**Stated exercise:**
Rewrite the material below, putting "square-bracketed list" in place of each "bracketed list" and keeping everything else the same.
** start of Supplied information **
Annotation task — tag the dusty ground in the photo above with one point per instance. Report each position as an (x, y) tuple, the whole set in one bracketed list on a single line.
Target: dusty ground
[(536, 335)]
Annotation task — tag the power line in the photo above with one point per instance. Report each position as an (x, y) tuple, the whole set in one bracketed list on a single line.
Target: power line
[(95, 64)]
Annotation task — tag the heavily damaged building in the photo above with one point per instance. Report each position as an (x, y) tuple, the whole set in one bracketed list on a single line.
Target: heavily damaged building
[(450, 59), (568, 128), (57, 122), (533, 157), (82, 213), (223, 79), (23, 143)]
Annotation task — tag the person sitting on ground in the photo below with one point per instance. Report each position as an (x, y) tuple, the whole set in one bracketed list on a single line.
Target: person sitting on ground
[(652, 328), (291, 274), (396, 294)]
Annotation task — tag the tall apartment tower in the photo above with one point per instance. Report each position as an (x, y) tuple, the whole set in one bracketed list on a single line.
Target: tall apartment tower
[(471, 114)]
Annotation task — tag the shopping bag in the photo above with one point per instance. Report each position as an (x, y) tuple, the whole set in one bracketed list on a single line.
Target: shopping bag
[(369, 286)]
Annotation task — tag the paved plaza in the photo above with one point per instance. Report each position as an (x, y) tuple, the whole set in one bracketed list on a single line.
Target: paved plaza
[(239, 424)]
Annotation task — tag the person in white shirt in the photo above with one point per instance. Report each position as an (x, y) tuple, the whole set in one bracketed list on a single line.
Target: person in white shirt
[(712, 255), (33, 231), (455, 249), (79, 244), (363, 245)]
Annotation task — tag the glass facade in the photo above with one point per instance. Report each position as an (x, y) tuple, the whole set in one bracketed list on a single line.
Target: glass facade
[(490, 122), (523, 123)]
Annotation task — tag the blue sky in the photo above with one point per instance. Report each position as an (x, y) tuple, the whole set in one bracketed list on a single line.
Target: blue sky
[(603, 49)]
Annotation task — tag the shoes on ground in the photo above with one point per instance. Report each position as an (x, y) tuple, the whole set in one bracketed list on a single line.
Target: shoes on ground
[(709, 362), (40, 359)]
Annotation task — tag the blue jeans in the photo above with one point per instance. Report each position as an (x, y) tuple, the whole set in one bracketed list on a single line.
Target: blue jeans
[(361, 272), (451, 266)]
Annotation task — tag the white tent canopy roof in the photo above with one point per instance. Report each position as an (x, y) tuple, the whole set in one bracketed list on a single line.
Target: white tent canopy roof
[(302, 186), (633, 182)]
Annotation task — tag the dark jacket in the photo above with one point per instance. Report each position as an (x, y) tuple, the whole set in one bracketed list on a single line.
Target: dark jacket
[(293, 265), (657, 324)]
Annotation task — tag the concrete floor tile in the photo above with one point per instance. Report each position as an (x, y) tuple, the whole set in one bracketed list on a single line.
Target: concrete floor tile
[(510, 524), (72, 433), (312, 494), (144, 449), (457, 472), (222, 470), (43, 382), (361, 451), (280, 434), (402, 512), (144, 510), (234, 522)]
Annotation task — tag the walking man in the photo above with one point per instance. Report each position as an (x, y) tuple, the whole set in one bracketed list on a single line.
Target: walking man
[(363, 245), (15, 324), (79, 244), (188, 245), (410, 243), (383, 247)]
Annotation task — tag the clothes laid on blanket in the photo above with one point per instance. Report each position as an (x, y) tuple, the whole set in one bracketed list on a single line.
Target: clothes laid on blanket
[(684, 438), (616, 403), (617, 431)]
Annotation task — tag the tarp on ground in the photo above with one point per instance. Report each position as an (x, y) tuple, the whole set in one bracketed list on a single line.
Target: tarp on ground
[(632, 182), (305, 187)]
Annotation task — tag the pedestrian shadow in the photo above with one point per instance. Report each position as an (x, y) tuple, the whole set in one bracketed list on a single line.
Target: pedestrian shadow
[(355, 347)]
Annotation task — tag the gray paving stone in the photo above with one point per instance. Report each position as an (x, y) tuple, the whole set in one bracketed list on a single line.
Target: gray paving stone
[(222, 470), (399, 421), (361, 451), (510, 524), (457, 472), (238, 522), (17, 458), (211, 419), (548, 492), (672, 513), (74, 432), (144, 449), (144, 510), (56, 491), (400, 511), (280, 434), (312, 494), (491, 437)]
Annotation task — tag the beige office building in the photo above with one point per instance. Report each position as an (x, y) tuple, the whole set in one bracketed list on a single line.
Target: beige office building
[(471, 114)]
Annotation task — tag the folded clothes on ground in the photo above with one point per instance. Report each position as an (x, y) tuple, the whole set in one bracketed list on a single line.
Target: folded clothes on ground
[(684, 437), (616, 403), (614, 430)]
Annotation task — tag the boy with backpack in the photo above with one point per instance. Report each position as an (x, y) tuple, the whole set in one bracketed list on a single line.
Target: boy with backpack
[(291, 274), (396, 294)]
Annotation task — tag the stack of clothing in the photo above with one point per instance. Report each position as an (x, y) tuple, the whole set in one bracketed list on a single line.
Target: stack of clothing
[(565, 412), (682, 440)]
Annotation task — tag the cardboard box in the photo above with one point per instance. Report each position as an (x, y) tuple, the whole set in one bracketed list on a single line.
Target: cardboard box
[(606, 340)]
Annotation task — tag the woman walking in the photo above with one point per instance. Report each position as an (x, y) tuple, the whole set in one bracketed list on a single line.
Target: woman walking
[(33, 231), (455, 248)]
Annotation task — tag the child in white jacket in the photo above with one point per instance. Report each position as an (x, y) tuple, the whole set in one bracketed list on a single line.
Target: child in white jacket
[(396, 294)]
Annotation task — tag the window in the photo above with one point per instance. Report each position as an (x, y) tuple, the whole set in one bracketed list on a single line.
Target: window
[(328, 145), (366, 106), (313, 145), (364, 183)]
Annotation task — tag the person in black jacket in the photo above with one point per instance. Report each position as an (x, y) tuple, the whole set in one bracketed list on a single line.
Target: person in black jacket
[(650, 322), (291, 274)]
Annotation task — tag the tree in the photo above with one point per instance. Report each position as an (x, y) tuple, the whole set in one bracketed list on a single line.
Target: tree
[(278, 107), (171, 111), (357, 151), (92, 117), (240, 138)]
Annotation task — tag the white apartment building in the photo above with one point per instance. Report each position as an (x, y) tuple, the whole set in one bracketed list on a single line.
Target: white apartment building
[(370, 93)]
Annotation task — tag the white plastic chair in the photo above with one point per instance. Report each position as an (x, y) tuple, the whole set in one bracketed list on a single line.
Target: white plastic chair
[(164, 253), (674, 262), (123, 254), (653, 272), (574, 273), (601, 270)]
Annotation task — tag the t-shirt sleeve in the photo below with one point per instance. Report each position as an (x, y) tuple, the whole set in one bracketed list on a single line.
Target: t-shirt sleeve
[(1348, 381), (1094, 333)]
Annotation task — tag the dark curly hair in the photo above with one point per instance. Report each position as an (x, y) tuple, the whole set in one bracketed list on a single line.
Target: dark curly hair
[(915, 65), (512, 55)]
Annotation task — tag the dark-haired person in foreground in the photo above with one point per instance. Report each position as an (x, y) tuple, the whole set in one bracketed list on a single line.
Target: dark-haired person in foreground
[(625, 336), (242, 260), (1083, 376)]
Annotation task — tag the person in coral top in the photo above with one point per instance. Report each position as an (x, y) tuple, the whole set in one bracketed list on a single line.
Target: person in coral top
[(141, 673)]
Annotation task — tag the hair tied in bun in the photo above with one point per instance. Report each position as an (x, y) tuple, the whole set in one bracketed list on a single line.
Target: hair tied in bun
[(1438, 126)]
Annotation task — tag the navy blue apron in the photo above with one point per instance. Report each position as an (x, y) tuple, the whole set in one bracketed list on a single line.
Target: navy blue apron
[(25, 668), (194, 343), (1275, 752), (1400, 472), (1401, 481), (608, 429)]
** end of Supplied information **
**Final answer:**
Annotation task — tag the dusty ground in the photo above with one point per instance. Report each position as an (x, y) tuple, the whole set in one square-bracketed list on a single line.
Target: dusty ground
[(536, 335)]
Annotation task — tag the power line in the photo above with one point per instance. Report each position as an (x, y) tuple, the whole set in one square-bracketed list on a single line.
Target: power line
[(95, 64)]
Annotation task — tag the heavily damaged building in the photo above with one point per instance. Report each position as an (x, y) tuple, the whole set in one square-bracketed list on a single line.
Target: heavily damaged building
[(450, 59), (568, 128), (57, 122), (533, 157), (82, 213), (223, 79), (23, 143)]
Annotation task — tag the person sitting on ground in the photo below with one point per instance. Report each position as an (x, y) tuple, the whole set in one square-bracketed list on a single line.
Target: person sitting on ground
[(652, 328), (291, 274), (396, 294)]
Annotation task — tag the tall apartment tower in the photo above with one point per instance. Report each position as an (x, y) tuple, the whole set in one square-bracketed list on a single line.
Target: tall apartment tower
[(471, 114)]
Annotation task — tag the shopping bag in the photo above with one point per instance. Report each position as an (x, y) tuple, the whole set in one square-bracketed list on a single line.
Target: shopping bag
[(369, 286)]
Annotation task — tag the paved plaza in the photo above with one point per instance. Report each position as an (x, y) tuple, the whole set in one square-bracketed list on a single line.
Target: paved plaza
[(239, 424)]
Annotation task — tag the person in white shirt in the photo above with one point per instance. Report each position as an (x, y) tuple, the whole set in one square-bracketed list on a single line.
Target: person in white shirt
[(712, 255), (33, 231), (455, 249), (79, 244), (363, 245)]
Annotation task — tag the glass facade in the photo above with one point per instance. Report each position as an (x, y) tuple, the whole set in one square-bracketed list on a single line.
Target: glass facade
[(490, 122), (523, 123)]
Annotation task — tag the blue sky in the photo above with one point per instance. Report each position as an (x, y) tuple, the whole set in one square-bracketed list on a single line.
Target: blue sky
[(603, 49)]
Annotation task — tag the shoes on ground in the photo above with one point per instance. Report each position as an (x, y) tuple, the whole set in one square-bracketed list on a single line.
Target: shoes on ground
[(709, 362), (40, 359)]
Annotation task — tag the blue jeans in the photo above with one point per instance. Report each position as an (x, y) tuple, the whole set in one square-bracketed list on a single line.
Target: blue jeans
[(361, 272), (451, 266)]
Annotation task — tag the white tent canopy roof in the photo above with one point per instance. Report each position as an (x, y) tuple, the whole set in one square-bracketed list on a single line.
Target: white tent canopy roof
[(302, 186), (633, 182)]
Annotation task — tag the dark jacket in the photo above with one point per instance. Report each position as an (x, y) tuple, the whole set in one square-bracketed list on a single line.
Target: dark jacket
[(293, 265), (657, 324)]
Annotation task — tag the concrete floor tile in the photo above with one point per instance. Report each position as an (x, y) tuple, the whole set in one square-bracketed list on a single line.
Target: concrete floor tile
[(510, 524), (72, 433), (312, 494), (144, 449), (457, 472), (222, 470), (43, 382), (361, 451), (280, 434), (402, 512), (144, 510), (234, 522)]
Annotation task — tag the walking man in the photo above with one point per instance. Report each position as an (x, y) tuple, the whole set in one square-bracketed list on a single line.
Target: walking man
[(363, 245), (15, 324), (79, 244), (188, 245), (410, 243), (383, 247)]
Annotation task — tag the clothes laid on blanket in the photo above with one point per instance. Report each position as an (x, y) tuple, the whole set in one square-bracketed list on a single line.
Target: clothes laid on blanket
[(684, 438), (616, 403), (617, 431)]
Annotation task — tag the tarp on ground in the photo above with one point per instance. Report each position as an (x, y) tuple, the whole set in one square-bracketed list on a single line.
Target: tarp on ground
[(632, 182), (305, 187)]
Annotation task — tag the pedestrian shadow in the photo above with one point per instance. Report each position as an (x, y) tuple, the whole set in one square-bracketed list on a single line.
Target: pedestrian shadow
[(355, 347)]
Annotation task — tag the gray paving stone in the photo above with one point per instance. Report each position as an (x, y) tuple, the whole set in one square-bracketed list on a single line.
Target: gray paving stone
[(222, 470), (399, 421), (361, 451), (510, 524), (457, 472), (238, 522), (17, 458), (211, 419), (548, 492), (672, 513), (74, 432), (144, 449), (144, 510), (56, 491), (400, 511), (280, 434), (312, 494), (491, 437)]
Annotation task — tag the beige office building in the photo above with one point per instance. Report each position as an (x, y) tuple, the whole set in one square-bracketed list on a single line.
Target: beige office building
[(471, 114)]
Annotation task — tag the folded clothes on ground in the photo above with one point per instance. Report each position as an (x, y) tuple, the whole set in one square-bracketed list on a single line.
Target: folded clothes on ground
[(684, 437), (616, 403), (614, 430)]
Annotation task — tag the boy with backpack in the photo above with one point per instance. Report each position as an (x, y) tuple, the whole set in one square-bracketed list on a single line.
Target: boy with backpack
[(291, 274), (396, 294)]
Annotation task — tag the stack of clothing in the photo above with one point per instance. Report each position as an (x, y) tuple, the whole set in one square-bracketed list on a single line.
Target: stack of clothing
[(565, 412), (682, 440)]
Annotation task — tag the cardboard box in the photo above with one point per instance. Report each position as an (x, y) tuple, the whole set in one square-bracketed list on a single line.
Target: cardboard box
[(606, 340)]
Annotation task — tag the woman walking in the photo above with one point per instance. Report each position as an (x, y) tuple, the whole set in one square-bracketed list on a single line.
Target: woman walking
[(33, 231), (455, 248)]
Annotation task — tag the child in white jacket in the photo above with one point per instance. Report each position as an (x, y) tuple, the whole set in one square-bracketed list on a single line.
Target: child in white jacket
[(396, 294)]
Annotation task — tag the window in the photo above with one point per instance. Report each position as an (x, y) tuple, the whole set in one square-bracketed list on a single line.
Target: window
[(328, 145), (366, 106), (313, 145), (364, 183)]
Annotation task — tag the person in black jacket in the photo above with one point per instance. Report each position as an (x, y) tuple, the whole set in one square-bracketed list on a single line.
Target: person in black jacket
[(650, 322), (291, 274)]
Annotation task — tag the tree in the photo above with one point per instance. Report each position as an (x, y) tuple, the whole set in one square-bracketed list on a single line.
Target: tree
[(278, 107), (171, 111), (357, 151), (92, 117), (240, 138)]
Annotation task — tag the white apartment building in the photo above with one point per instance. Report each position as an (x, y) tuple, the whole set in one square-bracketed list on a single line.
Target: white apartment building
[(370, 93)]
Annotation task — tag the white plastic chair in the photo above with one point per instance. Report each position as an (x, y) tuple, the whole set in one square-bracketed list on a single line.
Target: white plastic chair
[(164, 253), (674, 262), (123, 254), (653, 272), (574, 273), (601, 270)]
Annotation task — tag the t-shirt sleeve in the photo below with one point per instance. Report each position as an (x, y) tuple, the whole set in one square-bracketed list on a single line.
Target: t-shirt sleeve
[(1348, 381), (1094, 333)]
Annotation task — tag the dark curly hair in the photo above with one point per instance. Report each position as an (x, y) tuple, the whole set in one square-bracketed list on a single line.
Target: dark curly hair
[(915, 65), (512, 55)]
Annotation task — tag the dark-haired person in foreground in the photo above with one point per instance. Report each position as an (x, y) tuple, the whole set in one square-bracketed list on a single line.
Target: dark-haired person in foreground
[(625, 336), (242, 260), (1083, 376)]
Annotation task — tag the person in coral top in the photo above with one point per instance. Report each position as an (x, y) tuple, the whole set in one square-bracketed list on a single line.
Target: person in coral top
[(141, 673)]
Annotation task — tag the hair tied in bun in the photo above with one point per instance. Report each position as an (x, y) tuple, the whole set in one square-bracketed list on a single line.
Target: hair tied in bun
[(1438, 126)]
Annotation task — tag the navy blue apron in the photo above with one point per instance. Report each position as an (x, y) tuple, the whole set in one square-bracketed list on a single line.
Target: navy blue apron
[(25, 668), (194, 343), (1275, 752), (1400, 472), (1401, 481), (608, 429)]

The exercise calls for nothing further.